What you need to do:
• a. Reproduce word for word the stretch of the column on local political corruption from "Let's recap, for" through "of crack? Nice.)".
• b. Translate this sentence from the column on local political corruption into Spanish: "Why are we as a community not making a bigger stink about these despicable city and county politicians?"

Document text:

+ + + + +

This is the question I ask myself day after day when I pick up the newspaper and read seemingly never-ending headlines on dirty deeds and corruption. From the bottom up, our city is plagued with greedy, feckless leaders who seem to care only about lining their pockets — and those of their buddies. Why are we as a community not making a bigger stink about these despicable city and county politicians? I usually try to be positive in this space, but this month, I'm just plain fed up.
Let's recap, for a moment — shall we — The Tennessee Waltz, and the Main Street Sweeper. Why, the FBI must have a new department charged with dubbing their covert ops with clever, headline-worthy nicknames.
The story so far: Kathryn Bowers accused of accepting $11,500 to influence legislation. County Commissioner Michael Hooks Jr. accused of conspiring to defraud the Juvenile Court Clerk's Office of roughly $60,000, following in his father's footsteps, it would seem, as daddy Hooks pleaded guilty to accepting $24,200 to help along some government contracts. (Surely you remember that March afternoon in 2001 when Shelby County deputies, armed with a warrant for Hooks Jr. for failing to appear in court after being charged with driving with a suspended license, found Hooks Sr. instead, channeling Rachael Ray and cooking up a batch of crack? Nice.)
Let's not forget Darrell Catron, Roscoe Dixon, Barry Myers, Calvin Williams, Ward Crutchfield, Charles Love, and Chris Newton. Rickey Peete clocks in with his second nasty run-in with the law, accused of bribery and extortion. Did we not learn our lesson when the man went to the pokey after his 1989 extortion bust? And then there's the perennial law-breaker, Mr. "Rolex" himself, John Ford. I don't have enough room in this magazine to cover the sordid life of this man and his wives, girlfriends, and offspring. But no matter what he's done lately, the most reprehensible move he's made, in my book, is seeking to change child-support laws that would hurt kids everywhere, just to save himself a few ducats. My head hurts just thinking about it.

+ + + + +

Entries shown:
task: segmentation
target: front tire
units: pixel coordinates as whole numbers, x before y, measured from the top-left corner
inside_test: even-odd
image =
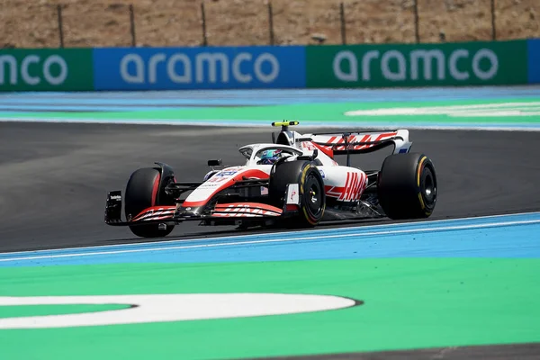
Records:
[[[126,186],[125,214],[130,220],[143,210],[163,205],[159,203],[158,191],[161,173],[154,167],[140,168],[131,174]],[[133,234],[140,238],[162,238],[171,233],[174,226],[159,230],[158,224],[130,226]]]
[[[277,164],[268,184],[268,195],[274,206],[284,206],[288,184],[299,184],[300,212],[294,218],[295,225],[303,228],[319,224],[324,216],[326,195],[317,166],[302,160]]]
[[[382,163],[377,179],[379,203],[393,220],[431,216],[437,196],[435,166],[424,154],[394,154]]]

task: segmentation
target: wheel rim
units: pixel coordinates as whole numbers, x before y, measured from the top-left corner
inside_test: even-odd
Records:
[[[432,205],[436,199],[436,184],[431,170],[428,168],[424,171],[422,194],[427,205]]]

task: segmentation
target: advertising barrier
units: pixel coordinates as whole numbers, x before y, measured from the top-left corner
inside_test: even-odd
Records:
[[[442,44],[0,50],[0,91],[540,83],[540,39]]]
[[[528,82],[529,84],[540,83],[540,39],[527,40],[528,52]]]
[[[0,51],[0,91],[50,90],[94,90],[92,50]]]
[[[96,90],[305,87],[305,48],[96,49]]]
[[[526,40],[308,46],[307,87],[526,84]]]

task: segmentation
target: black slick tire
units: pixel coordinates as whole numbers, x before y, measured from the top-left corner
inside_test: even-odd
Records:
[[[300,209],[292,219],[294,227],[314,227],[324,216],[326,195],[324,181],[314,164],[298,160],[278,163],[270,174],[268,195],[273,205],[284,208],[288,184],[299,184]]]
[[[158,185],[161,173],[154,167],[140,168],[131,174],[125,193],[126,219],[137,216],[143,210],[160,205]],[[171,233],[175,227],[159,230],[158,224],[130,226],[133,234],[140,238],[162,238]]]
[[[389,218],[431,216],[437,190],[435,166],[424,154],[394,154],[384,159],[377,179],[377,195]]]

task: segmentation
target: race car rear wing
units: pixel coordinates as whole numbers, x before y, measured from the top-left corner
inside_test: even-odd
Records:
[[[409,130],[374,130],[374,131],[344,131],[320,132],[297,139],[297,141],[310,141],[322,151],[330,155],[365,154],[393,146],[393,154],[407,153],[412,142],[409,141]]]

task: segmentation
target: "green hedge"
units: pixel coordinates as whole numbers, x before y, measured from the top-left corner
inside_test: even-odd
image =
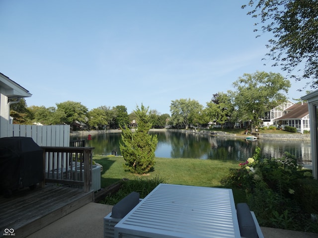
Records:
[[[287,125],[285,127],[285,130],[286,131],[289,131],[290,132],[297,132],[297,128],[296,127]]]

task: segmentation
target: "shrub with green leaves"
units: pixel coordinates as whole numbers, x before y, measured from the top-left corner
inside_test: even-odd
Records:
[[[256,148],[252,158],[230,171],[224,181],[244,190],[250,208],[261,226],[318,232],[310,220],[318,213],[318,181],[285,152],[280,159],[261,159]]]
[[[134,111],[137,117],[138,128],[132,131],[126,126],[122,128],[122,139],[119,148],[126,163],[124,165],[125,169],[132,173],[143,174],[148,173],[155,163],[155,151],[158,140],[157,135],[151,135],[149,131],[151,128],[149,108],[142,104],[140,109],[138,106]]]

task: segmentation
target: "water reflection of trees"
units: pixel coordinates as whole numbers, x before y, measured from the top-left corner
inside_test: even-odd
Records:
[[[311,163],[310,142],[259,140],[202,135],[184,132],[151,132],[158,138],[158,151],[169,158],[192,158],[211,160],[244,161],[252,156],[256,146],[261,149],[263,158],[282,158],[287,151],[295,155],[298,162]],[[86,146],[95,147],[95,155],[111,154],[116,150],[120,155],[120,133],[93,135]],[[71,138],[76,139],[76,138]]]

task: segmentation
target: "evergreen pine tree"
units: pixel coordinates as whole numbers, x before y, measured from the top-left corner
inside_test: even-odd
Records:
[[[134,113],[137,117],[138,128],[133,132],[127,126],[122,128],[122,143],[119,147],[126,163],[126,169],[132,173],[143,174],[148,173],[155,163],[155,151],[158,140],[156,135],[151,135],[149,131],[152,127],[149,107],[142,104],[137,107]]]

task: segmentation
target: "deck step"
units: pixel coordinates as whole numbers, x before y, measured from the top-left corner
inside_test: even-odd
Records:
[[[14,229],[25,238],[93,201],[94,192],[67,186],[47,186],[35,191],[0,197],[0,237],[4,229]]]

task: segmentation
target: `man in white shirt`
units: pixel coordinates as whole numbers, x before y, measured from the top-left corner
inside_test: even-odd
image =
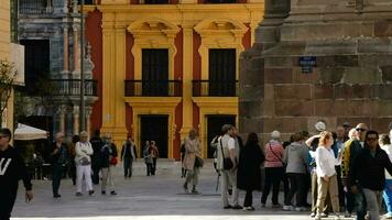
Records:
[[[219,139],[218,155],[217,155],[217,168],[220,170],[221,182],[221,200],[224,202],[224,209],[242,209],[238,205],[239,191],[237,189],[237,153],[236,153],[236,140],[232,138],[235,128],[230,124],[222,127],[222,135]],[[225,169],[224,161],[230,158],[232,162],[231,169]],[[232,186],[231,205],[228,200],[228,186]]]

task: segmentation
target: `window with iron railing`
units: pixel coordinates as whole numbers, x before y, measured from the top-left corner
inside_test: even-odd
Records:
[[[80,79],[52,79],[54,96],[80,96]],[[85,96],[98,96],[97,80],[85,80]]]
[[[126,80],[126,97],[182,97],[181,80]]]
[[[20,14],[51,14],[53,0],[19,0]]]
[[[238,80],[193,80],[194,97],[237,97]]]

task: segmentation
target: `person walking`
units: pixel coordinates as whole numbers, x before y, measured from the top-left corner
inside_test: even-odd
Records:
[[[102,175],[101,195],[106,195],[106,188],[109,182],[110,195],[117,195],[115,190],[113,172],[117,165],[117,147],[111,142],[111,135],[106,134],[104,140],[104,146],[100,150],[100,172]]]
[[[309,155],[308,155],[308,165],[311,168],[311,189],[312,189],[312,213],[311,217],[314,218],[317,213],[317,197],[318,197],[318,185],[317,185],[317,164],[316,164],[316,160],[315,160],[315,152],[318,147],[318,142],[319,142],[319,138],[320,138],[320,133],[324,132],[326,130],[326,124],[324,121],[318,121],[315,124],[315,129],[318,132],[317,134],[308,138],[305,141],[305,144],[309,147]],[[329,210],[329,197],[327,197],[327,201],[325,202],[325,207],[324,207],[324,211],[322,213],[322,217],[328,217],[328,210]]]
[[[237,164],[238,155],[236,155],[236,140],[232,138],[233,127],[231,124],[225,124],[222,127],[222,133],[219,139],[217,167],[222,177],[221,180],[221,200],[224,209],[242,209],[238,204],[239,191],[237,189]],[[231,184],[231,205],[228,199],[228,189]]]
[[[368,125],[364,123],[359,123],[356,127],[356,131],[358,134],[358,140],[347,141],[345,143],[345,151],[341,163],[341,182],[342,185],[348,189],[349,197],[351,198],[351,207],[349,209],[356,209],[357,220],[364,220],[367,201],[364,198],[363,190],[359,185],[352,187],[351,184],[353,183],[350,183],[349,179],[352,179],[352,177],[350,176],[352,175],[351,169],[353,161],[356,161],[357,156],[363,150]],[[352,188],[355,188],[356,190],[352,190]]]
[[[104,141],[100,138],[99,130],[94,131],[94,136],[90,139],[90,143],[92,146],[92,155],[91,155],[91,169],[92,169],[92,184],[99,184],[99,170],[100,170],[100,161],[99,161],[99,152],[104,146]]]
[[[379,144],[381,148],[385,151],[388,157],[392,162],[392,145],[390,136],[388,134],[381,134],[379,139]],[[385,187],[382,197],[385,201],[388,211],[384,215],[384,218],[392,219],[392,176],[388,172],[385,172]]]
[[[378,144],[377,131],[368,131],[364,140],[363,150],[352,161],[349,185],[352,194],[357,194],[359,187],[362,188],[370,220],[379,220],[382,190],[385,187],[385,169],[392,175],[392,163]]]
[[[306,201],[306,169],[308,148],[305,146],[304,136],[297,132],[293,135],[293,143],[291,143],[284,152],[283,162],[287,164],[286,174],[290,182],[290,190],[287,197],[284,199],[283,210],[286,211],[303,211],[304,201]],[[296,198],[296,207],[292,205],[293,197]]]
[[[137,161],[137,147],[133,143],[132,136],[128,135],[127,142],[122,145],[121,150],[121,161],[123,163],[123,175],[124,178],[132,177],[132,164]]]
[[[91,183],[91,157],[92,146],[87,140],[88,134],[86,131],[80,132],[80,141],[76,143],[75,146],[75,163],[76,163],[76,196],[83,196],[81,185],[83,180],[86,184],[86,191],[88,195],[94,194],[92,183]]]
[[[348,139],[346,139],[346,133],[345,133],[345,128],[342,125],[338,125],[336,128],[336,139],[335,143],[333,145],[334,154],[336,161],[335,169],[338,179],[338,189],[339,189],[339,205],[340,207],[345,207],[345,190],[344,190],[344,185],[341,184],[341,160],[342,160],[342,150],[345,146],[345,142]],[[342,211],[342,210],[341,210]]]
[[[329,195],[333,210],[336,218],[339,218],[339,196],[338,196],[338,182],[335,165],[337,160],[335,158],[333,134],[328,131],[324,131],[320,134],[318,147],[315,153],[316,160],[316,173],[317,173],[317,215],[316,220],[322,219],[324,206],[327,196]]]
[[[150,153],[150,142],[145,142],[145,146],[143,150],[143,158],[146,167],[146,175],[150,176],[152,175],[152,157]]]
[[[196,186],[198,185],[198,175],[203,166],[202,160],[202,143],[197,136],[197,131],[192,129],[189,134],[184,140],[185,156],[184,168],[186,169],[186,179],[184,183],[184,190],[188,193],[188,185],[192,184],[192,194],[198,194]]]
[[[279,190],[281,182],[283,178],[283,146],[280,142],[281,133],[279,131],[273,131],[271,133],[271,140],[265,144],[265,184],[263,189],[263,195],[261,197],[261,207],[265,207],[266,198],[270,194],[271,186],[272,189],[272,207],[280,208],[279,204]]]
[[[0,129],[0,219],[9,220],[15,204],[19,180],[23,179],[26,202],[34,198],[33,185],[28,168],[18,153],[10,145],[11,131]]]
[[[79,135],[74,135],[72,143],[68,145],[68,175],[73,182],[73,185],[76,185],[76,164],[75,164],[75,156],[76,156],[76,152],[75,152],[75,146],[76,143],[80,141]]]
[[[243,210],[253,211],[253,190],[261,188],[261,164],[265,161],[255,133],[249,133],[244,147],[240,151],[238,162],[237,187],[246,190]]]
[[[57,133],[56,141],[52,145],[51,162],[52,162],[52,191],[54,198],[62,197],[58,194],[58,188],[65,167],[67,164],[67,146],[64,144],[64,134]]]
[[[151,168],[151,175],[155,176],[156,173],[156,160],[160,156],[160,152],[157,151],[157,146],[155,145],[155,141],[150,142],[150,154],[152,158],[152,168]]]

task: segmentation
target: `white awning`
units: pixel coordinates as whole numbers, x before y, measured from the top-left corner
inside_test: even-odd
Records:
[[[28,141],[28,140],[47,139],[48,132],[22,123],[18,123],[18,128],[15,129],[13,135],[14,135],[13,138],[14,140]]]

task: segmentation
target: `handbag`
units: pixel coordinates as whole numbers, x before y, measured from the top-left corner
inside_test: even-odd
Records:
[[[196,156],[196,158],[195,158],[195,167],[203,167],[203,165],[204,165],[203,158],[199,157],[199,156]]]
[[[115,165],[115,166],[118,164],[118,162],[119,161],[117,160],[117,157],[111,157],[111,160],[110,160],[110,164]]]
[[[87,166],[87,165],[90,165],[91,163],[90,163],[90,161],[88,161],[87,157],[81,157],[81,158],[79,160],[79,164],[80,164],[81,166]]]
[[[232,161],[230,157],[228,157],[228,158],[225,157],[224,144],[221,143],[221,139],[220,139],[220,148],[221,148],[221,155],[224,156],[224,169],[232,169],[232,167],[235,165],[232,164]]]

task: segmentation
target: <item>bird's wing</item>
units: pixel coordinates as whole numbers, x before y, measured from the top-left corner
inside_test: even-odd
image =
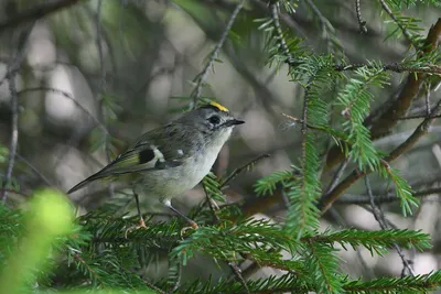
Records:
[[[172,168],[183,164],[184,153],[189,148],[184,144],[182,148],[173,146],[170,142],[179,142],[180,132],[173,126],[165,126],[163,129],[155,129],[144,133],[137,143],[121,153],[111,163],[101,171],[89,176],[67,193],[73,193],[83,188],[88,183],[119,175],[148,172],[153,170]]]

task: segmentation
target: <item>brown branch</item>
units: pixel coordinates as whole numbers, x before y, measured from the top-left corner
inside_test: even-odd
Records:
[[[372,68],[374,66],[365,63],[347,64],[347,65],[337,64],[335,65],[335,70],[348,72],[348,70],[355,70],[361,67]],[[412,67],[400,63],[388,63],[383,65],[383,69],[395,73],[421,73],[421,74],[441,75],[441,67],[434,64],[424,64],[419,67]]]
[[[397,18],[394,15],[394,12],[390,10],[390,8],[387,6],[387,3],[384,0],[379,0],[379,3],[381,4],[381,8],[386,11],[386,13],[390,17],[390,19],[394,20],[394,22],[398,25],[398,28],[401,30],[402,34],[407,39],[407,41],[412,44],[413,47],[418,48],[418,46],[415,44],[412,40],[412,35],[409,33],[409,31],[402,26],[402,24],[397,20]]]
[[[47,4],[40,4],[25,10],[10,19],[0,22],[0,31],[9,28],[15,28],[24,22],[37,21],[44,17],[54,13],[58,10],[72,7],[82,0],[61,0],[57,2],[50,2]]]
[[[441,194],[441,187],[418,190],[418,192],[413,193],[412,196],[422,198],[422,197],[430,196],[433,194]],[[389,204],[389,203],[395,203],[398,200],[399,200],[399,198],[395,194],[388,194],[386,196],[376,196],[375,197],[375,203],[377,203],[377,204]],[[354,195],[354,196],[337,199],[335,202],[335,204],[344,204],[344,205],[346,205],[346,204],[362,205],[362,204],[369,204],[369,203],[370,203],[370,199],[366,195]]]
[[[432,25],[432,28],[429,30],[424,46],[419,56],[422,56],[423,54],[428,54],[433,50],[435,50],[440,42],[441,42],[441,18],[438,19],[437,23]],[[386,66],[390,70],[410,69],[408,67],[400,67],[399,65],[396,64],[389,64]],[[351,69],[352,67],[357,67],[357,65],[353,65],[348,68]],[[434,69],[433,73],[438,73],[438,70],[440,69],[439,66],[434,67],[428,66],[424,67],[423,70],[413,72],[408,75],[406,84],[401,88],[398,98],[392,104],[390,104],[389,108],[373,123],[373,127],[370,128],[372,140],[381,138],[383,135],[387,134],[390,131],[390,129],[398,123],[399,119],[407,113],[413,99],[418,96],[420,91],[424,78],[429,73],[427,72],[429,68]],[[341,66],[336,67],[336,70],[338,69],[345,70],[344,67]],[[413,68],[412,70],[416,70],[416,68]],[[326,167],[327,168],[333,167],[338,162],[341,162],[343,157],[344,154],[341,152],[340,146],[334,145],[327,153]]]
[[[9,91],[11,94],[11,139],[9,143],[8,167],[7,172],[4,173],[1,190],[1,199],[3,203],[6,203],[8,198],[8,192],[6,190],[6,188],[12,177],[12,170],[14,167],[17,149],[19,144],[19,95],[15,87],[15,76],[23,63],[25,47],[33,28],[34,23],[29,25],[29,28],[22,30],[22,32],[20,32],[17,44],[15,42],[11,42],[12,57],[8,65],[8,73],[6,75],[6,78],[9,81]]]
[[[441,23],[441,22],[440,22]],[[441,108],[441,100],[438,101],[437,106],[432,110],[432,116],[438,116]],[[399,155],[407,152],[410,148],[412,148],[421,137],[427,134],[429,127],[435,120],[434,118],[429,117],[426,118],[413,131],[413,133],[399,146],[397,146],[392,152],[387,155],[383,162],[388,164],[389,162],[396,160]],[[320,200],[319,207],[322,210],[322,214],[326,213],[327,209],[332,206],[332,204],[340,197],[340,195],[345,192],[348,187],[351,187],[355,182],[357,182],[361,177],[367,175],[372,171],[359,172],[354,170],[343,182],[341,182],[329,194],[323,195],[322,199]]]

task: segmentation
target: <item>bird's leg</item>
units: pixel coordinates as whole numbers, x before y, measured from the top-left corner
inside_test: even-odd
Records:
[[[142,214],[141,214],[141,206],[139,205],[139,196],[138,196],[138,193],[135,192],[135,189],[133,189],[133,196],[135,196],[135,200],[137,202],[137,209],[138,209],[138,216],[139,216],[139,226],[138,226],[138,229],[139,229],[139,228],[144,228],[144,229],[147,229],[144,219],[142,218]]]
[[[180,217],[182,217],[183,219],[185,219],[186,222],[189,222],[190,226],[191,226],[193,229],[197,229],[197,228],[198,228],[196,221],[194,221],[193,219],[187,218],[184,214],[182,214],[180,210],[178,210],[176,208],[174,208],[174,207],[172,206],[172,203],[171,203],[169,199],[163,200],[163,204],[164,204],[166,207],[169,207],[170,210],[172,210],[173,213],[175,213],[176,215],[179,215]]]
[[[132,230],[138,230],[138,229],[140,229],[140,228],[144,228],[144,229],[148,228],[148,227],[146,226],[146,221],[144,221],[144,219],[143,219],[143,217],[142,217],[142,214],[141,214],[141,207],[140,207],[140,205],[139,205],[138,193],[136,193],[135,189],[133,189],[132,192],[133,192],[135,200],[137,202],[137,210],[138,210],[138,216],[139,216],[139,225],[138,225],[138,226],[130,227],[130,228],[128,228],[128,229],[126,230],[126,232],[125,232],[126,239],[127,239],[127,233],[128,233],[128,232],[131,232]]]

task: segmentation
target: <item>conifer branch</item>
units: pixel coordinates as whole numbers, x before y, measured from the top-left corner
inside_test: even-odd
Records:
[[[217,42],[212,54],[209,55],[208,62],[206,63],[204,69],[202,69],[202,72],[193,80],[194,83],[196,83],[196,86],[195,86],[194,90],[192,91],[192,94],[190,95],[190,97],[193,99],[192,108],[197,107],[198,99],[200,99],[201,92],[202,92],[202,87],[204,86],[205,80],[208,76],[208,70],[213,67],[214,62],[216,61],[217,56],[219,55],[222,46],[224,45],[225,41],[227,40],[228,33],[232,30],[232,26],[237,18],[237,15],[239,14],[239,11],[244,7],[244,4],[245,4],[245,0],[240,0],[237,3],[235,10],[233,11],[232,15],[228,19],[227,24],[225,25],[225,29],[222,33],[219,42]]]
[[[428,188],[428,189],[423,189],[423,190],[417,190],[412,194],[413,197],[417,198],[421,198],[421,197],[427,197],[427,196],[431,196],[433,194],[441,194],[441,187],[435,187],[435,188]],[[375,196],[375,203],[377,204],[390,204],[390,203],[396,203],[398,202],[399,198],[396,197],[395,194],[388,194],[386,196]],[[343,196],[340,197],[335,204],[344,204],[344,205],[348,205],[348,204],[357,204],[357,205],[362,205],[362,204],[369,204],[370,203],[370,198],[368,195],[347,195],[347,196]]]
[[[367,176],[365,176],[365,185],[366,185],[367,195],[369,196],[369,199],[370,199],[370,208],[373,209],[375,220],[377,220],[378,225],[380,226],[380,228],[383,230],[386,230],[386,229],[388,229],[388,226],[387,226],[387,222],[385,219],[385,215],[384,215],[381,208],[379,206],[377,206],[377,204],[375,203],[375,197],[372,192],[369,178]],[[407,242],[409,242],[409,239],[407,239]],[[405,253],[402,252],[401,248],[397,243],[394,243],[394,248],[397,251],[398,255],[400,257],[402,265],[404,265],[401,276],[405,276],[405,274],[404,274],[405,270],[407,270],[412,276],[415,276],[413,269],[411,268],[409,261],[406,259]]]
[[[418,45],[413,42],[412,35],[409,33],[409,31],[402,25],[400,21],[395,17],[394,12],[390,10],[388,4],[385,2],[385,0],[378,0],[379,3],[381,4],[381,8],[386,11],[386,13],[389,15],[390,19],[394,20],[394,22],[398,25],[398,28],[401,30],[402,34],[407,39],[407,41],[412,44],[415,48],[419,48]]]
[[[441,24],[441,22],[440,22]],[[438,116],[441,108],[441,100],[438,101],[437,106],[432,109],[431,116],[426,118],[413,131],[413,133],[400,145],[394,149],[389,155],[384,159],[385,163],[389,163],[396,160],[398,156],[407,152],[410,148],[412,148],[421,137],[427,134],[429,127],[433,123],[433,116]],[[361,177],[367,175],[372,171],[358,171],[354,170],[345,179],[343,179],[332,192],[322,196],[320,202],[320,208],[322,214],[324,214],[332,204],[340,197],[340,195],[351,187],[355,182],[357,182]]]
[[[359,0],[355,0],[355,12],[357,14],[358,28],[362,34],[367,34],[366,21],[363,20]]]
[[[429,30],[429,33],[426,39],[424,46],[422,47],[419,56],[423,56],[426,54],[430,54],[433,52],[439,43],[441,42],[441,19],[437,21],[434,25]],[[349,66],[348,68],[352,68]],[[354,66],[357,67],[356,65]],[[429,66],[430,67],[430,66]],[[343,70],[344,66],[337,65],[336,70]],[[400,69],[400,66],[395,66],[394,64],[389,64],[387,66],[388,69]],[[427,67],[424,67],[427,68]],[[410,68],[407,68],[410,69]],[[439,70],[439,66],[433,68],[435,72]],[[426,69],[423,69],[426,70]],[[416,72],[416,74],[410,73],[407,77],[405,85],[401,87],[401,90],[398,95],[398,98],[390,104],[388,109],[378,117],[370,128],[370,140],[376,140],[384,134],[388,133],[389,130],[395,127],[399,118],[405,116],[408,109],[411,106],[412,100],[418,96],[420,91],[420,87],[427,77],[426,72]],[[366,124],[366,120],[364,122]],[[333,167],[335,164],[341,162],[344,157],[344,154],[341,152],[337,145],[334,145],[326,156],[326,166],[327,168]]]

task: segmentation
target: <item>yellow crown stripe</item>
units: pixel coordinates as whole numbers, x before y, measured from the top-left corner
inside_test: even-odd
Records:
[[[209,105],[214,106],[215,108],[217,108],[220,111],[229,112],[228,108],[226,108],[225,106],[219,105],[218,102],[211,101]]]

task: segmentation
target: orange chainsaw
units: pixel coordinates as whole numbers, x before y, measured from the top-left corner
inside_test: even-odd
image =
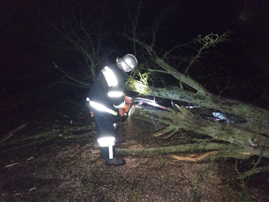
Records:
[[[125,106],[124,108],[124,110],[125,111],[125,114],[124,116],[127,117],[130,116],[132,114],[134,111],[135,111],[135,107],[134,105],[134,101],[133,100],[133,98],[131,97],[128,98],[131,99],[132,100],[132,102],[131,103],[126,103],[125,104]]]

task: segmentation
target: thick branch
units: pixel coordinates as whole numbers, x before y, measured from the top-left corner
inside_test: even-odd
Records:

+ + + + +

Answers for this exercise:
• a.
Let's recap, for a moment — shall we — The Tennessee Waltz, and the Main Street Sweeper. Why, the FBI must have a new department charged with dubbing their covert ops with clever, headline-worthy nicknames.
The story so far: Kathryn Bowers accused of accepting $11,500 to influence legislation. County Commissioner Michael Hooks Jr. accused of conspiring to defraud the Juvenile Court Clerk's Office of roughly $60,000, following in his father's footsteps, it would seem, as daddy Hooks pleaded guilty to accepting $24,200 to help along some government contracts. (Surely you remember that March afternoon in 2001 when Shelby County deputies, armed with a warrant for Hooks Jr. for failing to appear in court after being charged with driving with a suspended license, found Hooks Sr. instead, channeling Rachael Ray and cooking up a batch of crack? Nice.)

• b. ¿Por qué nosotros, como comunidad, no armamos un escándalo mayor por estos despreciables políticos de la ciudad y del condado?